• GIVEN TEXT:
__________
While these are simple record-keeping requirements, they will allow the commission to check that charitable organisations are complying with their conditions of approval. In particular, it will enable the commission to audit whether some of the funds raised by these events are being used for charitable purposes as is required under the act.

The bill provides for the continued playing of two-up on Anzac Day and now allows any organisation, not just clubs as was previously the case, to raise money for a charitable purpose on Anzac Day through the playing of two-up. I commend the bill to the Assembly.

Debate (on motion by Mr Smyth) adjourned to the next sitting.

Duties Amendment Bill 2009 (No 2)

Ms Gallagher, pursuant to notice, presented the bill, its explanatory statement and a Human Rights Act compatibility statement.

Title read by Clerk.

MS GALLAGHER (Molonglo—Treasurer, Minister for Health, Minister for Community Services and Minister for Women) (10.12): I move:

That this bill be agreed to in principle.
__________
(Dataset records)
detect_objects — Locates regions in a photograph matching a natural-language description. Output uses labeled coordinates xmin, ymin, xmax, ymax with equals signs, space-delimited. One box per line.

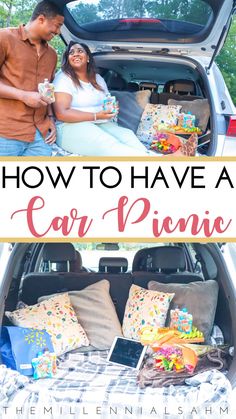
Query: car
xmin=0 ymin=242 xmax=236 ymax=418
xmin=53 ymin=0 xmax=236 ymax=156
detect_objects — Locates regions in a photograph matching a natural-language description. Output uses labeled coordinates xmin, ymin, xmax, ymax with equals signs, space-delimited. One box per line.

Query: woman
xmin=54 ymin=42 xmax=152 ymax=156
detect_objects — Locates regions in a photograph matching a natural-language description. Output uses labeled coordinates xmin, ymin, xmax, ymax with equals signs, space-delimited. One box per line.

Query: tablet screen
xmin=107 ymin=337 xmax=146 ymax=369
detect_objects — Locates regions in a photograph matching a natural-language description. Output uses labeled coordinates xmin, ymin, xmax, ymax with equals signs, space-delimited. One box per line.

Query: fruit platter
xmin=151 ymin=132 xmax=181 ymax=154
xmin=140 ymin=326 xmax=204 ymax=350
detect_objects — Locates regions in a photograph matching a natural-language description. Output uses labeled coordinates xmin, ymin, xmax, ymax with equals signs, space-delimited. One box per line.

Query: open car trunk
xmin=0 ymin=243 xmax=236 ymax=398
xmin=94 ymin=51 xmax=219 ymax=156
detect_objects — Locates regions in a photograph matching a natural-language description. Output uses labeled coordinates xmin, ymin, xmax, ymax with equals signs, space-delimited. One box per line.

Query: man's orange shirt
xmin=0 ymin=25 xmax=57 ymax=142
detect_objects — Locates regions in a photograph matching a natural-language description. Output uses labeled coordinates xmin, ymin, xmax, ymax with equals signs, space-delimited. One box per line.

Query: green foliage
xmin=0 ymin=0 xmax=236 ymax=103
xmin=216 ymin=18 xmax=236 ymax=105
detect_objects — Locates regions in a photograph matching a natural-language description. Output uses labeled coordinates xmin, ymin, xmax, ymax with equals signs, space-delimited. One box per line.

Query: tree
xmin=216 ymin=18 xmax=236 ymax=105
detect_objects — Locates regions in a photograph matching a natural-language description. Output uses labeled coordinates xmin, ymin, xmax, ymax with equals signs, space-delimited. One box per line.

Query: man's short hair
xmin=31 ymin=0 xmax=63 ymax=21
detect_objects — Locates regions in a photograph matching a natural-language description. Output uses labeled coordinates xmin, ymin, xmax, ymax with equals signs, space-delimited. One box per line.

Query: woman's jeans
xmin=57 ymin=122 xmax=149 ymax=156
xmin=0 ymin=129 xmax=52 ymax=156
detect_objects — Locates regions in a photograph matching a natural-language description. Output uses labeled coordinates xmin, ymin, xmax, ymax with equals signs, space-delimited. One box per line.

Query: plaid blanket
xmin=0 ymin=351 xmax=233 ymax=419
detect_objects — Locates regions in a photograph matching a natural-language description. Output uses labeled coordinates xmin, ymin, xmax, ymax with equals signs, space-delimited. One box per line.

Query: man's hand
xmin=22 ymin=92 xmax=51 ymax=109
xmin=45 ymin=118 xmax=57 ymax=145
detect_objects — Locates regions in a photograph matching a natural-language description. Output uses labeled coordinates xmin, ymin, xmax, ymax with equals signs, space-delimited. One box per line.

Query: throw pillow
xmin=137 ymin=103 xmax=181 ymax=145
xmin=5 ymin=293 xmax=89 ymax=355
xmin=168 ymin=99 xmax=210 ymax=132
xmin=111 ymin=90 xmax=151 ymax=133
xmin=38 ymin=279 xmax=122 ymax=350
xmin=148 ymin=279 xmax=219 ymax=342
xmin=123 ymin=285 xmax=174 ymax=340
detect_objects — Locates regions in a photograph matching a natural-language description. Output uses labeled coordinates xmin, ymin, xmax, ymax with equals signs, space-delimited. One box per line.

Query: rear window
xmin=67 ymin=0 xmax=213 ymax=35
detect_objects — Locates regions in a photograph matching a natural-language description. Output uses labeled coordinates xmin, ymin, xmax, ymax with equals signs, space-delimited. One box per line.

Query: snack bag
xmin=103 ymin=95 xmax=116 ymax=113
xmin=32 ymin=351 xmax=56 ymax=380
xmin=38 ymin=79 xmax=55 ymax=103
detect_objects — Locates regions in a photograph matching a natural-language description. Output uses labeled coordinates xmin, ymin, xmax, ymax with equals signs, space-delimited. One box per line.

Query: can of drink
xmin=103 ymin=95 xmax=116 ymax=113
xmin=38 ymin=79 xmax=55 ymax=103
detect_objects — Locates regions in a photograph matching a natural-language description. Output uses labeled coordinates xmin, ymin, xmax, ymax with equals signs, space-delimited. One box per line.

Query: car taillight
xmin=226 ymin=115 xmax=236 ymax=137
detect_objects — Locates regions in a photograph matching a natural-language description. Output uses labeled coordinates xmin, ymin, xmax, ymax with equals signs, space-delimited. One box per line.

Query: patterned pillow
xmin=136 ymin=103 xmax=181 ymax=145
xmin=122 ymin=285 xmax=175 ymax=340
xmin=5 ymin=293 xmax=89 ymax=355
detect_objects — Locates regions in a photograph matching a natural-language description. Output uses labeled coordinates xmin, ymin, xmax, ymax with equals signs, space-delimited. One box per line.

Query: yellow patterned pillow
xmin=5 ymin=293 xmax=89 ymax=355
xmin=122 ymin=285 xmax=175 ymax=340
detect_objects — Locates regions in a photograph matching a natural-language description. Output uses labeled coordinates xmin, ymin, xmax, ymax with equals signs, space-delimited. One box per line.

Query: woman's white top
xmin=53 ymin=70 xmax=109 ymax=113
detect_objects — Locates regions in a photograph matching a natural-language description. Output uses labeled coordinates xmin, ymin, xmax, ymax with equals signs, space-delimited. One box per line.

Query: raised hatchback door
xmin=57 ymin=0 xmax=235 ymax=62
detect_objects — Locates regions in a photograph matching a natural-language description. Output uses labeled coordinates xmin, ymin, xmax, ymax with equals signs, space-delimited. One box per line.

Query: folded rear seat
xmin=150 ymin=79 xmax=202 ymax=105
xmin=132 ymin=246 xmax=203 ymax=288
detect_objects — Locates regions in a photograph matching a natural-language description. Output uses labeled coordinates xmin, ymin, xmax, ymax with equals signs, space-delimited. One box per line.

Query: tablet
xmin=107 ymin=336 xmax=147 ymax=370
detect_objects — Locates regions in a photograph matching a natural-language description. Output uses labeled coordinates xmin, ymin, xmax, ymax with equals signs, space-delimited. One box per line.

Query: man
xmin=0 ymin=0 xmax=64 ymax=156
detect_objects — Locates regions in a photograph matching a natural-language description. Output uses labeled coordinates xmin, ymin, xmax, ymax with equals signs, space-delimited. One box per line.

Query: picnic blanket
xmin=0 ymin=351 xmax=232 ymax=419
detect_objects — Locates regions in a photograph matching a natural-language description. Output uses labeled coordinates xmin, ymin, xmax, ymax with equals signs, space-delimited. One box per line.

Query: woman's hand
xmin=96 ymin=111 xmax=115 ymax=119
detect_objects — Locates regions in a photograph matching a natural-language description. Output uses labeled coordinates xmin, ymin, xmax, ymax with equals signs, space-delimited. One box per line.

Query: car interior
xmin=0 ymin=242 xmax=236 ymax=417
xmin=3 ymin=243 xmax=233 ymax=354
xmin=94 ymin=53 xmax=212 ymax=154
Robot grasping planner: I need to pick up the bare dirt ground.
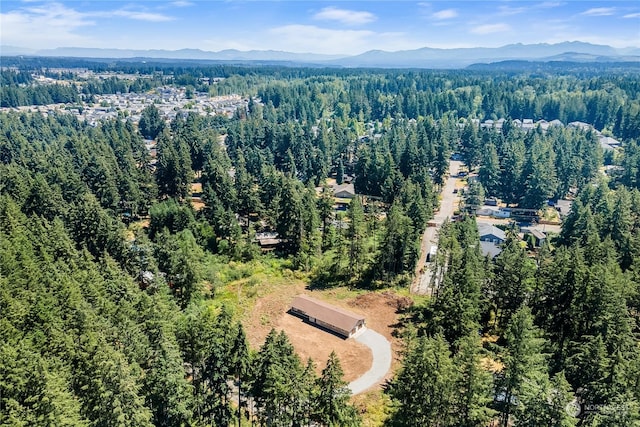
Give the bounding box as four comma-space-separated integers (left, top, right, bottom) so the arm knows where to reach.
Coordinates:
244, 282, 401, 382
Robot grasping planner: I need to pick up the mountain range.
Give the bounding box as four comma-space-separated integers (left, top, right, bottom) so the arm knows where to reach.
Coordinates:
0, 41, 640, 68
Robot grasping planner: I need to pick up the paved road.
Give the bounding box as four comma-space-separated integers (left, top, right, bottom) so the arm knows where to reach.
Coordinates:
349, 329, 391, 394
411, 160, 462, 295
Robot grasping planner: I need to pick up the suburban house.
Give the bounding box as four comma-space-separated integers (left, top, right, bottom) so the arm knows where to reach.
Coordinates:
478, 226, 507, 258
256, 232, 283, 252
524, 228, 547, 248
480, 241, 502, 259
478, 222, 507, 245
333, 183, 356, 199
289, 295, 365, 339
555, 199, 573, 217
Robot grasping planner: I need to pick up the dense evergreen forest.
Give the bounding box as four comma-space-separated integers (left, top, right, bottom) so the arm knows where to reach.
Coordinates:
0, 59, 640, 426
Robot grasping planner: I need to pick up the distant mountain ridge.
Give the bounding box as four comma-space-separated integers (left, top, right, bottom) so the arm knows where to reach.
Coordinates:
0, 41, 640, 68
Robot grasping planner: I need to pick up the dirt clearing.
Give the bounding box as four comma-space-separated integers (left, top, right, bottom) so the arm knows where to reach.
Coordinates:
243, 282, 404, 382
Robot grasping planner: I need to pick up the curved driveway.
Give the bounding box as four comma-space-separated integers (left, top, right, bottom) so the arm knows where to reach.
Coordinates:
349, 329, 391, 394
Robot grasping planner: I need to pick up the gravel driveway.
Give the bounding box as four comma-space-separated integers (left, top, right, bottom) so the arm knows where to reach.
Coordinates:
349, 329, 391, 394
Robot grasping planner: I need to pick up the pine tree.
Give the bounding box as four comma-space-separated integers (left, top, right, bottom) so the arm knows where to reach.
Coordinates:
316, 351, 360, 427
387, 336, 458, 427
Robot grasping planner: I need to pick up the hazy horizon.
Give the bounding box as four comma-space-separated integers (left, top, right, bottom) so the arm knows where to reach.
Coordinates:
0, 0, 640, 55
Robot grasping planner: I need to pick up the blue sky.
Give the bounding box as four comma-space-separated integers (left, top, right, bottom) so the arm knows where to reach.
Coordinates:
0, 0, 640, 54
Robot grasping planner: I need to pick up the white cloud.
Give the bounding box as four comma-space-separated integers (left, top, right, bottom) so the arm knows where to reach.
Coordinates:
534, 1, 565, 9
469, 23, 511, 34
0, 2, 173, 48
107, 9, 173, 22
581, 7, 616, 16
313, 7, 377, 25
0, 3, 95, 48
498, 1, 564, 16
433, 9, 458, 20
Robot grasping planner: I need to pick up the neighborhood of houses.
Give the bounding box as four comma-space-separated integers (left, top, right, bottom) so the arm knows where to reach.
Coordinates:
0, 69, 621, 270
0, 68, 249, 126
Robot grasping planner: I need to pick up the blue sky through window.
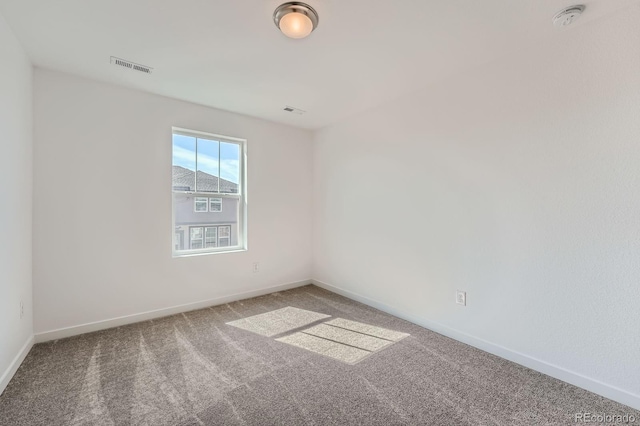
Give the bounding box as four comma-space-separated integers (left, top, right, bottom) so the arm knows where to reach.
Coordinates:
173, 135, 240, 183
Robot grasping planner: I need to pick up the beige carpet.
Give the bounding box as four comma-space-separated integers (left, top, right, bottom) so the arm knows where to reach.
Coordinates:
0, 286, 640, 426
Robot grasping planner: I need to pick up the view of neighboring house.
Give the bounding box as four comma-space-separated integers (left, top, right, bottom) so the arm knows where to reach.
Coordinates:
172, 166, 238, 251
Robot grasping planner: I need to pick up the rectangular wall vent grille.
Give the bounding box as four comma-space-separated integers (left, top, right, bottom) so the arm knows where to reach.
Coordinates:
284, 105, 307, 115
111, 56, 153, 74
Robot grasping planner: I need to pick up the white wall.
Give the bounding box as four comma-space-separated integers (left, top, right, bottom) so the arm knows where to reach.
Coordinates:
314, 6, 640, 408
33, 69, 312, 340
0, 15, 33, 393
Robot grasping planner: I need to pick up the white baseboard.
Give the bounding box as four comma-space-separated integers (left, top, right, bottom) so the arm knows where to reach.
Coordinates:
0, 336, 34, 395
311, 280, 640, 410
35, 280, 311, 343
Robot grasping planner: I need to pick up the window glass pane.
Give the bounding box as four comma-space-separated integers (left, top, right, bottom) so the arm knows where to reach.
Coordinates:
172, 135, 196, 191
220, 142, 240, 194
209, 198, 222, 212
204, 226, 218, 248
193, 197, 208, 212
196, 138, 220, 192
218, 226, 231, 238
191, 227, 202, 249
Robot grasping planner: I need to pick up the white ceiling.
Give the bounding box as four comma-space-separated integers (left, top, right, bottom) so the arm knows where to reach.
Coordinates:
0, 0, 637, 129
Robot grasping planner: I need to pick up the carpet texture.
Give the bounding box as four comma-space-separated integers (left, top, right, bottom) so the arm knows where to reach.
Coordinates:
0, 286, 640, 426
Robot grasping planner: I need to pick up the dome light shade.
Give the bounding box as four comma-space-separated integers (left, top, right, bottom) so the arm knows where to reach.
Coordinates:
273, 1, 318, 38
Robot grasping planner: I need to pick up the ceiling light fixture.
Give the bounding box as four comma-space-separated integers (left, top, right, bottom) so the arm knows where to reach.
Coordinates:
273, 1, 318, 38
553, 4, 584, 28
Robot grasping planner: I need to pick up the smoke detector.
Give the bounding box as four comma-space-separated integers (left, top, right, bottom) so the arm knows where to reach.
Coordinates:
553, 5, 584, 28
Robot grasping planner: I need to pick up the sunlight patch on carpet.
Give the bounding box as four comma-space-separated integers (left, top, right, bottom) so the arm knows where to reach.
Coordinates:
226, 306, 331, 337
302, 324, 393, 352
276, 333, 371, 364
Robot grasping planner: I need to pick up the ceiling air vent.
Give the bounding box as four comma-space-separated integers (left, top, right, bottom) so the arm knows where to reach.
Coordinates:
284, 105, 307, 115
111, 56, 153, 74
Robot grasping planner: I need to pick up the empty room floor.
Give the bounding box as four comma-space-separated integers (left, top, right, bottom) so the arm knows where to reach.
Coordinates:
0, 285, 640, 425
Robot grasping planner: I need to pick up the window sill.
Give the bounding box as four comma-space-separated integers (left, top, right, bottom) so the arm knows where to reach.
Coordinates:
172, 247, 247, 259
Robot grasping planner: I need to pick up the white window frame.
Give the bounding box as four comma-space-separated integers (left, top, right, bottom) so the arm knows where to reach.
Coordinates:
194, 197, 209, 213
209, 197, 222, 213
171, 127, 248, 257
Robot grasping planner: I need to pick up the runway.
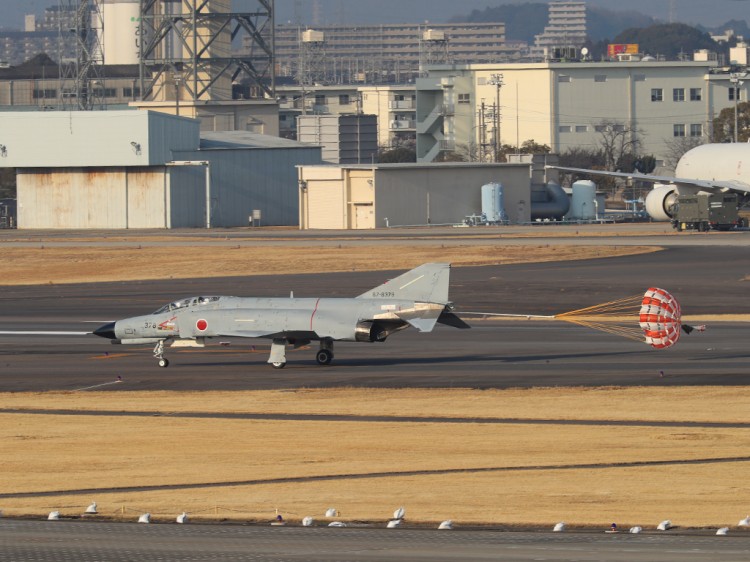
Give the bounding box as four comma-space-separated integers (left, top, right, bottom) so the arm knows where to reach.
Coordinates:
0, 520, 750, 562
0, 247, 750, 392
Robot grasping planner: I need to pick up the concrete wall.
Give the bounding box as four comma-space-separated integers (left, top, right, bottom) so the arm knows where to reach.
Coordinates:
17, 168, 178, 229
299, 163, 531, 229
375, 164, 531, 227
172, 146, 321, 227
0, 110, 200, 168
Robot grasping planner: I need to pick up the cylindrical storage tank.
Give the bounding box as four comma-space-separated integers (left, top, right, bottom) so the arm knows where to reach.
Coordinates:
100, 0, 143, 64
482, 182, 508, 223
568, 180, 596, 220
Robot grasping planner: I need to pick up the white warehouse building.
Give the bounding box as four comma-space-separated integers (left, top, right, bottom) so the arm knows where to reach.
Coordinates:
__________
• SHORT EXERCISE 1: Repeat a passage of the Assembly transcript word for word. Begin at the words "Debate (on motion" and stop after "to in principle.".
• SHORT EXERCISE 2: Write the part of the Assembly transcript that follows its last sentence.
The data has no connection to the Assembly transcript.

• EXERCISE RESULT 1:
Debate (on motion by Mr Smyth) adjourned to the next sitting.

Duties Amendment Bill 2009 (No 2)

Ms Gallagher, pursuant to notice, presented the bill, its explanatory statement and a Human Rights Act compatibility statement.

Title read by Clerk.

MS GALLAGHER (Molonglo—Treasurer, Minister for Health, Minister for Community Services and Minister for Women) (10.12): I move:

That this bill be agreed to in principle.

• EXERCISE RESULT 2:
The Duties Amendment Bill 2009 (No 2) makes four amendments to the Duties Act 1999. Firstly, it makes amendments to repeal the sections of the act that relate to the duty liability of territory entities. Secondly, it makes amendments to allow transfers of dutiable property to be cancelled, terminated or abandoned. Thirdly, it inserts provisions that will allow financial agreements for de facto relationships to be recognised under the act. This is in line with the changes made to the Family Law Act. The final amendment removes some of the terminology used in the act in relation to an application to register a motor vehicle.

The first of the amendments made by the bill repeals the provisions of the Duties Act that relate to the liability for duty by territory entities. These provisions are no longer necessary in the act, as the liability for territory entities subject to taxes and charges comes under the Taxation (Government Business Enterprises) Act 2003.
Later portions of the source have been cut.